__What to produce__.
Reproduce every line below verbatim, in the same order.

__Stored data__.
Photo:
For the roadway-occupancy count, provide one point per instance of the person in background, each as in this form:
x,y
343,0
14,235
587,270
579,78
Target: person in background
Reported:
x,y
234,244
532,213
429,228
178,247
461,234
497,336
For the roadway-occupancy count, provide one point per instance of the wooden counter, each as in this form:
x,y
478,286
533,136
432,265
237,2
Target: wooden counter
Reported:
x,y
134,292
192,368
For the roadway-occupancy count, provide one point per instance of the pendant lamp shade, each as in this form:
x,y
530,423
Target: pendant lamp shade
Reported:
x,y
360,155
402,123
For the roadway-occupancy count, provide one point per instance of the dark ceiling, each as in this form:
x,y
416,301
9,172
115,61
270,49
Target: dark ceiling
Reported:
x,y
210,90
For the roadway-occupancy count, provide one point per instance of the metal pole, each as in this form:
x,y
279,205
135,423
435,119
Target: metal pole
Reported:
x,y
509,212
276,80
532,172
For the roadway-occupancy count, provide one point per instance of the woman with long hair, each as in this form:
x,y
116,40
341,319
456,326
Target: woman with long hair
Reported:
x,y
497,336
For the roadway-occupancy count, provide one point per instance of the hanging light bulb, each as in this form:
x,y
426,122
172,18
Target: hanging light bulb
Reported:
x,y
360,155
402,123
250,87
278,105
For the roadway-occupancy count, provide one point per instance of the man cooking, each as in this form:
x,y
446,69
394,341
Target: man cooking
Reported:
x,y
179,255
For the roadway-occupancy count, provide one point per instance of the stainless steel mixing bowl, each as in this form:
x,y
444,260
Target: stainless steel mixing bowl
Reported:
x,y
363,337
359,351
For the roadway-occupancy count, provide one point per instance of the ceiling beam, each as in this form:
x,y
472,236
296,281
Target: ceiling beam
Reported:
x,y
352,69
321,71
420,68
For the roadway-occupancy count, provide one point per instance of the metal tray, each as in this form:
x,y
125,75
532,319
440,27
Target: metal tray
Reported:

__Finished task__.
Photo:
For the roadway-occupancy count, provide one point per instance of the person in background, each as in this form:
x,y
343,0
14,235
587,270
579,78
Target: person in background
Reported:
x,y
234,244
532,213
429,228
178,247
461,234
497,336
For the roadway-occupancy count, provide one point per instance of the wooden counter, each as in this form:
x,y
478,286
533,136
432,265
237,2
Target: wooden counter
Reported:
x,y
134,292
192,368
For the roadway-occupancy count, provide one point per instance of the pendant lamp shade, each as in this form:
x,y
530,423
Target: pendant lamp shade
Reported:
x,y
360,155
402,123
For the roadway-occupancy count, provide one point per instance of the dark ceiling, each as in this form:
x,y
416,301
9,172
115,61
270,49
Target: dark ceiling
Reported:
x,y
210,90
For the roadway-occupancy count, provide one point per instance of the metal pole, each as in this form:
x,y
279,205
135,423
435,119
Target: metal pole
Reported:
x,y
509,212
276,80
532,172
For the roadway-occupancy count, provide one point per instance of the woman with long hair, each as in this form:
x,y
116,40
341,319
456,326
Target: woman with long hair
Reported:
x,y
497,336
For the roadway-occupancy count, provide one point per instance of the hanging light bulb, each as in this form:
x,y
426,122
172,18
Target: hanging light bulb
Reported:
x,y
360,155
402,123
250,87
278,105
For the roadway-occupancy count, provide one point per instance of the man cooking, each as in this form:
x,y
446,69
394,341
Target: man cooking
Reported:
x,y
179,255
For the roadway-occupancy count, provide one point per instance of the stainless steel mixing bowl, each as in this form:
x,y
444,260
Target: stainless steel mixing bowl
Reported:
x,y
363,337
359,351
For the roadway-occupancy count, provide one point per instance of the ceiling beam, each as in this form:
x,y
472,236
296,281
Target: ceiling beam
Reported:
x,y
352,69
321,71
420,68
For the roadway-occupancy count, provide one point per instance of the metal tray, each as in this form:
x,y
125,75
532,319
440,27
Target: metal tray
Reported:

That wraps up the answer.